Reproduce only the lines that run from the line with "Task: indicate one point on every instance of the hazy" to the last line of the material, both ends included, exactly as they appear.

• **Records to use**:
-- begin --

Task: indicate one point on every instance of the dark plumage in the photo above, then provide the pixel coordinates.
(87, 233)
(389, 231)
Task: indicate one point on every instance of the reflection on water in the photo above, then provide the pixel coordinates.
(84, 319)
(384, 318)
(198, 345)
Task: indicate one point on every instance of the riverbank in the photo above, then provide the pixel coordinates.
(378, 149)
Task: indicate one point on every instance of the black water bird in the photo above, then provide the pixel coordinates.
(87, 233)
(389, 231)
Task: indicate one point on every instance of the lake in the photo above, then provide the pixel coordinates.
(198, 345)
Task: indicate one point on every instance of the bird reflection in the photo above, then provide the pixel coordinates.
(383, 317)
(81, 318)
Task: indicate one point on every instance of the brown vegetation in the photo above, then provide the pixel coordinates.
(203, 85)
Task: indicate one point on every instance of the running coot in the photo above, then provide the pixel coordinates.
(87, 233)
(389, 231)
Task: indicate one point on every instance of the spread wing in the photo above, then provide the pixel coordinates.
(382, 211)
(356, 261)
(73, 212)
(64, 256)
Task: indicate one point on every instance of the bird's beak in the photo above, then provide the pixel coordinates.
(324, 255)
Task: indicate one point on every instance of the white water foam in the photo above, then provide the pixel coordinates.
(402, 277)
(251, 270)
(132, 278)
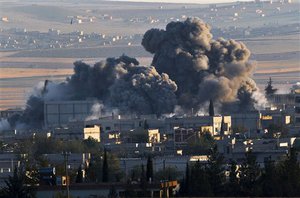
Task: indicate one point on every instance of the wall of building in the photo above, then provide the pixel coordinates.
(59, 113)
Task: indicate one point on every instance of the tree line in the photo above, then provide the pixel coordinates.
(248, 179)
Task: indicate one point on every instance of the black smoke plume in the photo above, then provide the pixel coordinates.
(203, 68)
(119, 83)
(189, 69)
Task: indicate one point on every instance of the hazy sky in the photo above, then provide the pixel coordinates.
(187, 1)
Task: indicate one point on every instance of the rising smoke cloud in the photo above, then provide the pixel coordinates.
(189, 68)
(203, 68)
(119, 83)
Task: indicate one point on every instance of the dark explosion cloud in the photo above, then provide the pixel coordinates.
(188, 69)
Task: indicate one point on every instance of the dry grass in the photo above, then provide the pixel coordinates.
(31, 72)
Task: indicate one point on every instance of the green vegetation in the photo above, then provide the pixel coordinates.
(276, 179)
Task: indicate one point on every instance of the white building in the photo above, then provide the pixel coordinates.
(60, 113)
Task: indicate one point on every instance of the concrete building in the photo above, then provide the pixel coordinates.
(92, 131)
(263, 149)
(250, 121)
(74, 159)
(60, 113)
(297, 111)
(200, 121)
(276, 117)
(8, 161)
(77, 131)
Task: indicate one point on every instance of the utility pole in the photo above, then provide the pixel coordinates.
(66, 157)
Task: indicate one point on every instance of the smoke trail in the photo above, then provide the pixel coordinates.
(118, 82)
(202, 68)
(4, 124)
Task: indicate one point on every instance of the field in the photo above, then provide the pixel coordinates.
(21, 70)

-- end --

• **Correct output**:
Task: indicate one point on every instance of the hazy sky in the photo above, then provide the pixel coordinates.
(187, 1)
Task: indicate one point on every instance of the rising smoke cloud in the photo above, then provide the pixel coordinates.
(189, 68)
(203, 68)
(119, 83)
Task: indicate one point on every instance of the dark explosion cloud in the photo above, then provide the pixel coordinates.
(188, 69)
Task: indicate one point on every instance of the dry grass in the photo above, then provide the pixel coordinates.
(31, 72)
Task: indicate one point on every instance of the green vegetation in the photo above, then provide the pixel coordinates.
(276, 179)
Task: indicate one point on every instance of the white building in the photo above, then provide the pixel coordinates.
(60, 113)
Task: indicate one point on every instance of the concrete building in the photo above, then provide the pixel coordinates.
(92, 131)
(263, 149)
(250, 121)
(74, 159)
(60, 113)
(297, 111)
(200, 121)
(276, 117)
(8, 161)
(77, 131)
Task: indicate one point on every instance of the utility pole in the photo above, then provide the pixel coordinates.
(66, 157)
Task: indicate one point on every instance of the smoke trail in the photo above, then provide the pixel coordinates.
(118, 82)
(202, 68)
(4, 124)
Task: indicate one point on every instance of the field in the photo above, then provide the pixel coordinates.
(21, 70)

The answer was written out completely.